## PASSAGE
====================

In order to understand the cycling behavior of the allsolid-state Li-In/LiVMoO6 cell, ac impedance measurements were carried out. Near capacitive response of both the fresh and cycled cells was detected characterized with incomplete semicircles with a large diameter in the shown Nyquist plots (Figure 5). Impedance results obtained also differ from the impedance results reported in reference [12], where the change in the blocking electrode behavior and an improvement of the electrochemical properties of the positive electrode upon cycling were observed
Conclusion
Single phase LiVMoO6, was successfully synthesized by applying of melt quenching method. Preparation of LiVMoO6 using high-temperature method of synthesis provides submicron-sized particles with irregular shape which are highly agglomerated. The electrochemical performance of the obtained LiVMoO6 as composite positive electrode in all-solid- state batteries was investigated. The battery shows unsatisfied electrochemical performance. A significant capacity fade occurs after 10 cycles at room temperature. It was suggested that the high degree of aggregation of LiVMoO6 particles resulting in worse contact with the solid electrolyte can be the main reason for the poor electrochemical results. The present result evidenced the importance of the synthesis method for the electrode properties.

====================

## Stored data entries
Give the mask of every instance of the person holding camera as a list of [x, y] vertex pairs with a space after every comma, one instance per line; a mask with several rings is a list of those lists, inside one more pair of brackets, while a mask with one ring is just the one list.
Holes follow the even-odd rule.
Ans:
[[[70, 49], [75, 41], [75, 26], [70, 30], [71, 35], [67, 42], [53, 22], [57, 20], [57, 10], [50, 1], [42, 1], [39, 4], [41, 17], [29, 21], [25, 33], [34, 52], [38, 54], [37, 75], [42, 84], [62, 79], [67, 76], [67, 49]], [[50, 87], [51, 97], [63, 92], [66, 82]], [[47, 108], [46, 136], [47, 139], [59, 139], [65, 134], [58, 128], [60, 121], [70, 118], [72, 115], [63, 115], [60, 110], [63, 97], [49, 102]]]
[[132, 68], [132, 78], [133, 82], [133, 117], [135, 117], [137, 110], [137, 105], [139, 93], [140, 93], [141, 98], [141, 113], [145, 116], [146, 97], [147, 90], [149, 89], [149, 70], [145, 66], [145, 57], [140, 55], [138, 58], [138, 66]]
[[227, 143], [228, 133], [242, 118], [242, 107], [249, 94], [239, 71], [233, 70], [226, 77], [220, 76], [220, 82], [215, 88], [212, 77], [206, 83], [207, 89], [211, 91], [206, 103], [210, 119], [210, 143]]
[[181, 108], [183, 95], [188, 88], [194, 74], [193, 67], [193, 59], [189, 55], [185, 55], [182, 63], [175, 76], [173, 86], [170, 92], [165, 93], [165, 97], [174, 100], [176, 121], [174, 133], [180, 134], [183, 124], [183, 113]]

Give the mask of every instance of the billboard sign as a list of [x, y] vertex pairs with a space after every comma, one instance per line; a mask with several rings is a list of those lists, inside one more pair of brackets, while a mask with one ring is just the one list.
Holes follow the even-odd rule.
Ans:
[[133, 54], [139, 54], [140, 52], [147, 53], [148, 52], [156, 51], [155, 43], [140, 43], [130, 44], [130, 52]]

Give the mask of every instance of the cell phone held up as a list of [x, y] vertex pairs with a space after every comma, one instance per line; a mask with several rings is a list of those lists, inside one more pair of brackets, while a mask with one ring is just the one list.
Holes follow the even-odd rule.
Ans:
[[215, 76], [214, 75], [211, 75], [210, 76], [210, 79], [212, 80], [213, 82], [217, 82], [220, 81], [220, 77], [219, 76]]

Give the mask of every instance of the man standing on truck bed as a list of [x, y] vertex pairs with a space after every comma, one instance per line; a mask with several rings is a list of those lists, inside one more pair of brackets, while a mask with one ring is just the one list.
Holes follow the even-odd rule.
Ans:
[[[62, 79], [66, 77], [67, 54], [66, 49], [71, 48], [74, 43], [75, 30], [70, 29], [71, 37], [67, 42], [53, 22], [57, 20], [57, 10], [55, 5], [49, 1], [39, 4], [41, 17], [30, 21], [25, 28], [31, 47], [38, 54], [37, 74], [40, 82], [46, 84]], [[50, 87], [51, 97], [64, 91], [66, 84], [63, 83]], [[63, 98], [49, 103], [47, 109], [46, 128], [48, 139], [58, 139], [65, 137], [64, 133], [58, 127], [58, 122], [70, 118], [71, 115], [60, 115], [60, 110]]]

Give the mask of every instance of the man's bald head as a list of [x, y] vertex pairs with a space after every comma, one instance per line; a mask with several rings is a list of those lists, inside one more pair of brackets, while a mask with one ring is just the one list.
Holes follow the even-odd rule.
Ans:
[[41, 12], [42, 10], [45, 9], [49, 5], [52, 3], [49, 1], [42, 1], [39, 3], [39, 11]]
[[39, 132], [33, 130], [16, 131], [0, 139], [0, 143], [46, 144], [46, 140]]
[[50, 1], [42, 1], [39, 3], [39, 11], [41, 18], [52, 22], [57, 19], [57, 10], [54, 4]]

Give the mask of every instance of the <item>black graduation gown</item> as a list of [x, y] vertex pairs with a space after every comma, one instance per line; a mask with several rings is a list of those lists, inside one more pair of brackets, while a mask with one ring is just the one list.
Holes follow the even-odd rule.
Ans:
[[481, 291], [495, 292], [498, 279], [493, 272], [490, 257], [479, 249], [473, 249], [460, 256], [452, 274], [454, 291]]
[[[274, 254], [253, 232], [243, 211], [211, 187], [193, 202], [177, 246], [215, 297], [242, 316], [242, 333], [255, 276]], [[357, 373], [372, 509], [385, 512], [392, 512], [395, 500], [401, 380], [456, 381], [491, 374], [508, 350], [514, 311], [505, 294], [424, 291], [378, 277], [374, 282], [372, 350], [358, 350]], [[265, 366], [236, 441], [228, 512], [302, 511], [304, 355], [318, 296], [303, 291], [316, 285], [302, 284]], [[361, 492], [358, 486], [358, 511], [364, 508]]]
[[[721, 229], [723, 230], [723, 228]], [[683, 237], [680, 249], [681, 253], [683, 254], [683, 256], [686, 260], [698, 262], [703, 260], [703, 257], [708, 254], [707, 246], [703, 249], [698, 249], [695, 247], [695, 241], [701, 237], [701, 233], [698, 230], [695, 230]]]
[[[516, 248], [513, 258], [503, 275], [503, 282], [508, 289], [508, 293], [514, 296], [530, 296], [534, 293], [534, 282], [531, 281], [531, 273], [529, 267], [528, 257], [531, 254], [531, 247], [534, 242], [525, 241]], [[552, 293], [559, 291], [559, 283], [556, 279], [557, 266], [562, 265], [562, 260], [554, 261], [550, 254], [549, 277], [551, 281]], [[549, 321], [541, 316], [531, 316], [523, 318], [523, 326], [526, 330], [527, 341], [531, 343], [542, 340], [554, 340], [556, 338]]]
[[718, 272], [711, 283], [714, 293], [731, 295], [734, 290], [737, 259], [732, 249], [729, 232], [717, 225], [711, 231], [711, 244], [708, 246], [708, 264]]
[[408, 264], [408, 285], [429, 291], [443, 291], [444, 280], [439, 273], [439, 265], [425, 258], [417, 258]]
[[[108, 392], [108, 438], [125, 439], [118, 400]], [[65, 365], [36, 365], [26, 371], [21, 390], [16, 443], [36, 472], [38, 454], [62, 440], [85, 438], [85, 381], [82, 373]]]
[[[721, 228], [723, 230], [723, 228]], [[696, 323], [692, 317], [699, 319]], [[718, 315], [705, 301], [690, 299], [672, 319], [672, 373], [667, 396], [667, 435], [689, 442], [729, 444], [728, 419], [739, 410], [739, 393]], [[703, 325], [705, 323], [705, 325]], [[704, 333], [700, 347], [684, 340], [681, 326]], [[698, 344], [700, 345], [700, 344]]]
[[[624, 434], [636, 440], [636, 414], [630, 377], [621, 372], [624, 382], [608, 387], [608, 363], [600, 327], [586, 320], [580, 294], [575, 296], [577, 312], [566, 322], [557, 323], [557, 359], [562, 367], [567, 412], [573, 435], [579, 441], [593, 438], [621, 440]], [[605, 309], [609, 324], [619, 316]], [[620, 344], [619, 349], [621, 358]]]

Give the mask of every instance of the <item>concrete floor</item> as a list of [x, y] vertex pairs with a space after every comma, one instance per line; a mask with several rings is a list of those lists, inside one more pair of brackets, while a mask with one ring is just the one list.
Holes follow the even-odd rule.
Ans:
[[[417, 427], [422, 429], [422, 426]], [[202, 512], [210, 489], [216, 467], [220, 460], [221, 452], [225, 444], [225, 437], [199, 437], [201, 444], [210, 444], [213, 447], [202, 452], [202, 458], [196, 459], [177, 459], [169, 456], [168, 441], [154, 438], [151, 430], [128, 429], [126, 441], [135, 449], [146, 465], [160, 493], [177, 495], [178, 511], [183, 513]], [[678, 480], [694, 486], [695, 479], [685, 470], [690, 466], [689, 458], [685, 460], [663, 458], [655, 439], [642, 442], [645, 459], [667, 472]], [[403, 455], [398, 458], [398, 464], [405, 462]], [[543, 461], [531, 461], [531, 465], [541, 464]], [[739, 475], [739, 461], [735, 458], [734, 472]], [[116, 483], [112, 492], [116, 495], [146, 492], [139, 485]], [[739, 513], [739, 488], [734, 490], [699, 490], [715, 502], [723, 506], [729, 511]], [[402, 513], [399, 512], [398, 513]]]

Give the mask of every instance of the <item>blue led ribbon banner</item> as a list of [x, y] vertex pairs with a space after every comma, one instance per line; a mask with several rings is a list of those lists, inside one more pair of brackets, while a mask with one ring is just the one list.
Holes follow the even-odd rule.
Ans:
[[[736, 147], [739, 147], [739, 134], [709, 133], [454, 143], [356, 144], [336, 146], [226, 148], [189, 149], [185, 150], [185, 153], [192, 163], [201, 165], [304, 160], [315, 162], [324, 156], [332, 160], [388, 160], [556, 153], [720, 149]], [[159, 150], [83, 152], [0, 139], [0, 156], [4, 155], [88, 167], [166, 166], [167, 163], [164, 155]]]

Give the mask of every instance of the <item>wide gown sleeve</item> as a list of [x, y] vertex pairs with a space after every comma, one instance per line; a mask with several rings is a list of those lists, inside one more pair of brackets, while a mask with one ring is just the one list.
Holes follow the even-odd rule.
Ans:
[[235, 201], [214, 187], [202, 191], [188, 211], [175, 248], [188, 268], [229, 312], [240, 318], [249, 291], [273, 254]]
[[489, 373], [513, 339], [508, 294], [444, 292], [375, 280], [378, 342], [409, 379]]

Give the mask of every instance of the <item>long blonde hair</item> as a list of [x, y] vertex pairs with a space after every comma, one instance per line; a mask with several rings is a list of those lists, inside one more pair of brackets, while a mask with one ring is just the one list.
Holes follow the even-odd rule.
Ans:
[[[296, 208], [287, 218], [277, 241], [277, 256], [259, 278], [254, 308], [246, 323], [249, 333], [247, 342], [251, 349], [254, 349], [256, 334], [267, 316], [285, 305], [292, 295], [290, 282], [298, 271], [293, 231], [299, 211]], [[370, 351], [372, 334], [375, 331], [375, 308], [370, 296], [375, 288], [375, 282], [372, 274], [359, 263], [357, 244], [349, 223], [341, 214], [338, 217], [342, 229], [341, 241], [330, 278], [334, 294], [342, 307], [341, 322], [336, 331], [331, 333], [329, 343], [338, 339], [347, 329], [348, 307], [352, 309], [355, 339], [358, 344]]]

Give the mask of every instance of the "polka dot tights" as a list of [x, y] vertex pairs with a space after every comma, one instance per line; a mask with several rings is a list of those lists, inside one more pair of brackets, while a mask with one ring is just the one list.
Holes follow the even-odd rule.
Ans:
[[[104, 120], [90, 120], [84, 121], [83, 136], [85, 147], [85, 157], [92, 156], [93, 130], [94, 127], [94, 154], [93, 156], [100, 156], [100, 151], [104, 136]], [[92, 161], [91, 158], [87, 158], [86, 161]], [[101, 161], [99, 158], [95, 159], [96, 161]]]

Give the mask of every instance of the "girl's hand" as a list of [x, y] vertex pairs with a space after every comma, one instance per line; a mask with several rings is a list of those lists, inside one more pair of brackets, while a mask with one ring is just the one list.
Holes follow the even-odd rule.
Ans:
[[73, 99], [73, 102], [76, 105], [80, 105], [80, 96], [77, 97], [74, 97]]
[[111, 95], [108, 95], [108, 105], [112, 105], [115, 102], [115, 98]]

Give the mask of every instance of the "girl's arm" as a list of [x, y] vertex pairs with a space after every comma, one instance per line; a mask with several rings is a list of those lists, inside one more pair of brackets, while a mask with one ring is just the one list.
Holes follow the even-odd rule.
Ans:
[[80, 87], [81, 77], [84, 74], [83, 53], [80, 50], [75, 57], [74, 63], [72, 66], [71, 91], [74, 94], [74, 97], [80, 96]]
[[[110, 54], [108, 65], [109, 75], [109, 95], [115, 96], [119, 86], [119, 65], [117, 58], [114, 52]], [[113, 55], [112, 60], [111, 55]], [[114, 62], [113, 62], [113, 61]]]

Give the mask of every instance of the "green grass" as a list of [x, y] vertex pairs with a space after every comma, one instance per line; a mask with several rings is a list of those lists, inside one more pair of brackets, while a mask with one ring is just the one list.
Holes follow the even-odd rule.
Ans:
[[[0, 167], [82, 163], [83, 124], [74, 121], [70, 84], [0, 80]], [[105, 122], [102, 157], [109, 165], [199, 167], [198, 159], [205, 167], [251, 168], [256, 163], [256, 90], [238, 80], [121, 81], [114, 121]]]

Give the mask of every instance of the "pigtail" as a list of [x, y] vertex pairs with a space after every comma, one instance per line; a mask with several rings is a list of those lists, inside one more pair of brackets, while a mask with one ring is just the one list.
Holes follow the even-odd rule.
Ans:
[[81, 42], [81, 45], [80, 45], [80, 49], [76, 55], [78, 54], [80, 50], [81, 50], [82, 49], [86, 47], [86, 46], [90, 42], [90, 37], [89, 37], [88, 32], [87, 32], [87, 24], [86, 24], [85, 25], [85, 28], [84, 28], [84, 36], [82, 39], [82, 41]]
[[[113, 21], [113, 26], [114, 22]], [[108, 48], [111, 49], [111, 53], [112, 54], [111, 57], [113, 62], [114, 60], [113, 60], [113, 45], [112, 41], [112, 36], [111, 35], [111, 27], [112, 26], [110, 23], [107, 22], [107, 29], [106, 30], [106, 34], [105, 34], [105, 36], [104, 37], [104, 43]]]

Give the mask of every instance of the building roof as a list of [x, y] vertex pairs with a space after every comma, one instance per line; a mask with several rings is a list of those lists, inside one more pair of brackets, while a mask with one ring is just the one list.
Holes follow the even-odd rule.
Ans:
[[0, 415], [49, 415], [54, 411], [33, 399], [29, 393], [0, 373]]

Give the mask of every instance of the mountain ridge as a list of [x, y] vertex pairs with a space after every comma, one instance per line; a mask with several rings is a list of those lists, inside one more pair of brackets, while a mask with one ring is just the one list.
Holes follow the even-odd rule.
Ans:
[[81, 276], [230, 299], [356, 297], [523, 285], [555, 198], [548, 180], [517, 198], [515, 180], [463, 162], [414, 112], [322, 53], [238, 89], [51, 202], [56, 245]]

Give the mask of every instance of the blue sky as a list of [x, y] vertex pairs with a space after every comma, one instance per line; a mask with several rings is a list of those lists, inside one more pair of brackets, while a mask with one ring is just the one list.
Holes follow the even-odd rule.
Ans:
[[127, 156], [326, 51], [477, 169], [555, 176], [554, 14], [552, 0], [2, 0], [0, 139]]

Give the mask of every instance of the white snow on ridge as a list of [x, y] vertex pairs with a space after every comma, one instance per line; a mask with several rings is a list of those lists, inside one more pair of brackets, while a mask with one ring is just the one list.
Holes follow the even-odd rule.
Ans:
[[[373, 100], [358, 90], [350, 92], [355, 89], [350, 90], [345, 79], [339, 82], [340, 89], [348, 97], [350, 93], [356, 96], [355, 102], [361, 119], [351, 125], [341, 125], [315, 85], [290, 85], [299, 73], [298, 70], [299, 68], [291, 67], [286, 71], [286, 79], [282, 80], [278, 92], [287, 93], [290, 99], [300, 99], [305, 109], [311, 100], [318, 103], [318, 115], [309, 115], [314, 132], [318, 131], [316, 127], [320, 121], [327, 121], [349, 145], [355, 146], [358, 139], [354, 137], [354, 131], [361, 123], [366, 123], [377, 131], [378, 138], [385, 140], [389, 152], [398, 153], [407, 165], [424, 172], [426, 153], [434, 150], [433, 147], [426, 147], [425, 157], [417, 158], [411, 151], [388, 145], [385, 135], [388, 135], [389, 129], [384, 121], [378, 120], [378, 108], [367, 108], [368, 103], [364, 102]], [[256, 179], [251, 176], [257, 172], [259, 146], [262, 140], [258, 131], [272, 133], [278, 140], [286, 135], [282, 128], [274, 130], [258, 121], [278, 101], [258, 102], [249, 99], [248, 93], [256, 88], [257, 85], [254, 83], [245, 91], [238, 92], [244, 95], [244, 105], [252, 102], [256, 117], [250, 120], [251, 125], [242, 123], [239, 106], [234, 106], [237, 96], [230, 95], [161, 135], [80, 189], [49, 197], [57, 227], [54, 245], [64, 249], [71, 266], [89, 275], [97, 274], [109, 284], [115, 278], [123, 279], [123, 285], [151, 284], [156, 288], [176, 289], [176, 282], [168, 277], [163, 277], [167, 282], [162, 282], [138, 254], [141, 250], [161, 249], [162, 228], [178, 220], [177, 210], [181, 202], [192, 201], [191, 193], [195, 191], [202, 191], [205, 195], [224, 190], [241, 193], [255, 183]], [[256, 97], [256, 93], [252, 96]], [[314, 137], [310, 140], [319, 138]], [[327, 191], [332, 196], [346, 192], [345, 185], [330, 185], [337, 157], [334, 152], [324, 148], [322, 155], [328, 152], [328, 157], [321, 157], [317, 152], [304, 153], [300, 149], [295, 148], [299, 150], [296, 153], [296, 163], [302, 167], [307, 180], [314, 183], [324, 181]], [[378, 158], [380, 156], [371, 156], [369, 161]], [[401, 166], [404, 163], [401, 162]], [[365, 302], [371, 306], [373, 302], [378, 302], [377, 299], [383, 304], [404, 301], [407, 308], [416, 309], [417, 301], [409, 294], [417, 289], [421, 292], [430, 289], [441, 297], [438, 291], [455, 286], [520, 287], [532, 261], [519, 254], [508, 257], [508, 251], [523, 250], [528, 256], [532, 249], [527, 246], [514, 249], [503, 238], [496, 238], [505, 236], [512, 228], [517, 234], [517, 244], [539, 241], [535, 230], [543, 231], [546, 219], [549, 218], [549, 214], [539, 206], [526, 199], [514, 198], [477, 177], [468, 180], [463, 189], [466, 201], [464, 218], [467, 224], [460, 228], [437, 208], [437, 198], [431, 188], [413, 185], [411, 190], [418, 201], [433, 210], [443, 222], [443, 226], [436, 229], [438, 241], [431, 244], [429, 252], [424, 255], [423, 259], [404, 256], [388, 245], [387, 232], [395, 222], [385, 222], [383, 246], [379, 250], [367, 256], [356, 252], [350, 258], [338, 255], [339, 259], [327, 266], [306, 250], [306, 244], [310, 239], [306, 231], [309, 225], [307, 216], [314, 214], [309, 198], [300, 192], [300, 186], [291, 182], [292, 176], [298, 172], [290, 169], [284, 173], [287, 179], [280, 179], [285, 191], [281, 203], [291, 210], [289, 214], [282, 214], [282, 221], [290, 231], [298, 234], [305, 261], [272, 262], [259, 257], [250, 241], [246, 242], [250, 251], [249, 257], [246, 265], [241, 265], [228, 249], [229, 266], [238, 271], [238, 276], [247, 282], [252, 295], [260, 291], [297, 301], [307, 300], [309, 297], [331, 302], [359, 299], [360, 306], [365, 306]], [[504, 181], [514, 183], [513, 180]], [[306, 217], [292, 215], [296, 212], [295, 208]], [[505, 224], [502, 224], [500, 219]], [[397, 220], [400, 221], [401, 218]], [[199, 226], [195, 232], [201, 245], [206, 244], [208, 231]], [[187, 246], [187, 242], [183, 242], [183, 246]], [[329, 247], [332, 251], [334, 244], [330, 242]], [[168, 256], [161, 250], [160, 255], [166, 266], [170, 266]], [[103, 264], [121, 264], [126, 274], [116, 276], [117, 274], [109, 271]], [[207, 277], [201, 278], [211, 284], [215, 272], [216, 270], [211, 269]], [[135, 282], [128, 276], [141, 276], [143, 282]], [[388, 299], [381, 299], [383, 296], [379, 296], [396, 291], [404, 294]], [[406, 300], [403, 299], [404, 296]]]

====================

## REQUIRED ACTIONS
a - In the LiVMoO6 passage, which method was used to synthesize single-phase LiVMoO6?
b - Carry on the LiVMoO6 passage from its last sentence.
This material has no connection to the LiVMoO6 passage.

## OUTPUTS BY TASK
a - The melt quenching method.

b -
Acknowledgment
Some of this work was done while the author M. Milanova was visiting the Department of Applied Chemistry, Graduate School of Engineering, Osaka Prefecture University under financial support by The Matsumae International Foundation (MIF) in the framework of the Matsumae International Fellowship Program April-September 2014. The same author wishes to thank all the members of Prof. Tatsumisago's group for their cooperation and support during her stay in Osaka Prefecture University.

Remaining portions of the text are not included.